So far this year, members of the Georgia General Assembly have debated and passed legislation about Daylight Savings Time, sports betting, a state income tax cut, and allowing visitors in nursing homes and hospitals.

They’ve also passed a midyear budget and plowed through so many bills to change elections in Georgia (70 so far) that it’s nearly impossible to keep track.

But an issue that’s gotten comparatively little attention is the future of Georgia’s 1.7 million students, who were all sent home from school a year ago this week and, in some cases, have never returned.

In Metro Atlanta, just like the entire state, getting back into classrooms has varied from county to county, and then by school district, grade and even family.

While Gwinnett and Cobb Counties began staggered returns to the classroom in August, DeKalb just reopened, and only for some students, this week.

Clayton County Schools, with 55,000 students, are among the handful in the state that are still closed, but will re-open next month. Clay County Schools, near the Alabama border with just over 350 students, will go to a hybrid model next week.

The future for schools gives teachers and families more questions than answers.

What’s the plan to address learning loss for the youngest students or emotional crises for the older ones? What about the fall, when more teachers will be vaccinated, but most students likely won’t be? Should COVID vaccinations be required to attend class as other vaccines already are? Do schools need mask mandates?

Information given.
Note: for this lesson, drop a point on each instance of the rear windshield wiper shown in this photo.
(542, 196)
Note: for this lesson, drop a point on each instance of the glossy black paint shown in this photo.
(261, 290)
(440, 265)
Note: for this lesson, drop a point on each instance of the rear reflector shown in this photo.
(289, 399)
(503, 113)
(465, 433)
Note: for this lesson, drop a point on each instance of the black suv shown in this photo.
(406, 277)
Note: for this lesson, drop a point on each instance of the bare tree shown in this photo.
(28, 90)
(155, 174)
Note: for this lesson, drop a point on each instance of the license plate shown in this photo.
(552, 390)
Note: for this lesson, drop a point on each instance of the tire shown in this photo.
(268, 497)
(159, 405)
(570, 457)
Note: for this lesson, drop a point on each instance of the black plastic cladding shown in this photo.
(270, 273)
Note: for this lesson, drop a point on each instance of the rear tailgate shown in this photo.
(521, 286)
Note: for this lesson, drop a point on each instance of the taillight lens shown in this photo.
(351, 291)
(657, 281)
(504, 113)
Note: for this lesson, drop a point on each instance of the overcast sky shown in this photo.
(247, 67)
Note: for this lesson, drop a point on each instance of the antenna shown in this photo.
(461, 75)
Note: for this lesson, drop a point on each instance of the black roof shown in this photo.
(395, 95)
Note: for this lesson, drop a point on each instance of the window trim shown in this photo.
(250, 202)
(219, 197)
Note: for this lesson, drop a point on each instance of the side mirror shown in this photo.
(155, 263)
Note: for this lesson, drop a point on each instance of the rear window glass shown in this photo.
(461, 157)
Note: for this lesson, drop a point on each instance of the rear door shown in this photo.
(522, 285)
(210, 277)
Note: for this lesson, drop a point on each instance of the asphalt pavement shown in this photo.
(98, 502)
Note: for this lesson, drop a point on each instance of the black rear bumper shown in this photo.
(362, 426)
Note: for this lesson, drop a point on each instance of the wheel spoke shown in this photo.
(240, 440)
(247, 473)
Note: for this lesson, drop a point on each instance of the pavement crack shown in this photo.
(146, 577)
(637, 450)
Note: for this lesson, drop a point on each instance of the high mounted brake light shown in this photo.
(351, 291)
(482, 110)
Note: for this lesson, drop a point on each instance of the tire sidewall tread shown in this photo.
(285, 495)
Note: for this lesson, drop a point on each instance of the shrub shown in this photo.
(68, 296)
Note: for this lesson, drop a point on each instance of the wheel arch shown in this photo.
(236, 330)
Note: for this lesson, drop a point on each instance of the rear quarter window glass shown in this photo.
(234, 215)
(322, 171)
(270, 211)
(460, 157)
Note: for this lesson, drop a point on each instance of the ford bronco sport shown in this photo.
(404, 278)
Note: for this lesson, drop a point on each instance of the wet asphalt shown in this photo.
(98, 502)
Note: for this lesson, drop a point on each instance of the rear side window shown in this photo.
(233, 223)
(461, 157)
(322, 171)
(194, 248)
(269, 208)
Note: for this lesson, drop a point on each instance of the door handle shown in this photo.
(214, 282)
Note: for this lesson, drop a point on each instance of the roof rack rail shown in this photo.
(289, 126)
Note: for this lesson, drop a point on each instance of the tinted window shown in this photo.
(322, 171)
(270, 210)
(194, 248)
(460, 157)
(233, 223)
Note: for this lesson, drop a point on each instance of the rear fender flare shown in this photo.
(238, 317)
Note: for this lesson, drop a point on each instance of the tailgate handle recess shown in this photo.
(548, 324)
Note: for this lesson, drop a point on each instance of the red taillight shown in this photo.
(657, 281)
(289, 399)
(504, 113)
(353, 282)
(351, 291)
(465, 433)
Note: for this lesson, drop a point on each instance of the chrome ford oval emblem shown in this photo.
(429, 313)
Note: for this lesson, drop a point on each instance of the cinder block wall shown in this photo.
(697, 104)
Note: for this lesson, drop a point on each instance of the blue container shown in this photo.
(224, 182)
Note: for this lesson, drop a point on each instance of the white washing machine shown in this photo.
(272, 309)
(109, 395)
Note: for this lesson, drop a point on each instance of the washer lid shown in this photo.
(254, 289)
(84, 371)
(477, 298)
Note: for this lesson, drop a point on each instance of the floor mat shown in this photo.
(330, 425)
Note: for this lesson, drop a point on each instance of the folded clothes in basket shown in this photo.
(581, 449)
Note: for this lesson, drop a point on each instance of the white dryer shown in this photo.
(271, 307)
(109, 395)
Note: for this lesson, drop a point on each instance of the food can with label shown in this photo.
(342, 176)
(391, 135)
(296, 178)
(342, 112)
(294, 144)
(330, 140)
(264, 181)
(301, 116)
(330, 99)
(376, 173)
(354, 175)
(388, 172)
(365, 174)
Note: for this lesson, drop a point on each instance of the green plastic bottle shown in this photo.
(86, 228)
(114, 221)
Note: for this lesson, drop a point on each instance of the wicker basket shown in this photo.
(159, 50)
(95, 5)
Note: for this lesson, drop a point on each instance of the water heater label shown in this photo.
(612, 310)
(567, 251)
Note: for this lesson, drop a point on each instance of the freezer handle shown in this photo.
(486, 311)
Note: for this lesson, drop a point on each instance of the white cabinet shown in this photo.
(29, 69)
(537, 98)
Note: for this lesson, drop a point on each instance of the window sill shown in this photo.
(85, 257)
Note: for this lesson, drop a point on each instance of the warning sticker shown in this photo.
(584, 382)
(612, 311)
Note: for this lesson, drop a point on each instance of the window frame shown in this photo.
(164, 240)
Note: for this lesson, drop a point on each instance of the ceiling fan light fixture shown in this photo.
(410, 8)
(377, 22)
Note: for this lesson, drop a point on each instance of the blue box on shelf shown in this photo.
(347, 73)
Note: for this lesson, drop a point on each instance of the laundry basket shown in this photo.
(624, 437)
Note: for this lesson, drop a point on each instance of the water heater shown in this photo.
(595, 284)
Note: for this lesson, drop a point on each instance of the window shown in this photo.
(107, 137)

Task requirements.
Pick up the article on Georgia students returning to school immediately after its final sentence and extend it.

Reply.
Ask legislators why more hasn’t been done related to schools this session, and you’re likely to hear about local control, the very real grant of power that the Georgia constitution gives to school districts, not legislators, for decisions at the local level.

Unlike other local control issues that the legislature has waded into this year, including a bill to bar cities and counties from reducing their police department budgets, or the dozens of bills telling counties how to count votes in elections, the Georgia Constitution gives authority over schools to local districts.

State Rep. Matt Dubnik, R-Gainesville, is the new chairman of the House Education Committee. He said he’s been inundated by calls from parents around the state, mostly from parents “begging for their kids to be back at school.”

“But I have to tell them between the governor’s office and general guidelines that exist for the state of Georgia and local school districts being just that, local, there’s not much that we as a committee or that your state representative can do to change that.”

Dubnik is right, of course, but before he took over the committee, legislators managed to noodle in schools quite a bit.

In 2019 alone, lawmakers passed bills to require mandatory dyslexia screening for all kindergartners, to institute “mass casualty” safety drills in schools, and to place posters in schools about child abuse with a designated phone number on them.

They even mandated a 30-minute recess in elementary schools, which Gov. Kemp vetoed citing local control concerns.

Political dynamics, rather than legal constraints, may be helping the issue fall through the cracks. For Republican leaders in conservative areas of the state, most schools opened in person in August and have stayed open.

In urban areas, where schools are just re-opening, lawmakers have been caught in the middle between parents who wanted a return to school, teachers, wary of being back in the classroom, and school districts, which prefer, by and large, to operate without state mandates or interference.

But those politics don’t matter a bit to the many, many kids who are falling behind, struggling in virtual class or trying to keep up with others when they’re back at school.

The good news for those students and the teachers and parents who care about them is that money, for once, will not be an obstacle to making this situation better.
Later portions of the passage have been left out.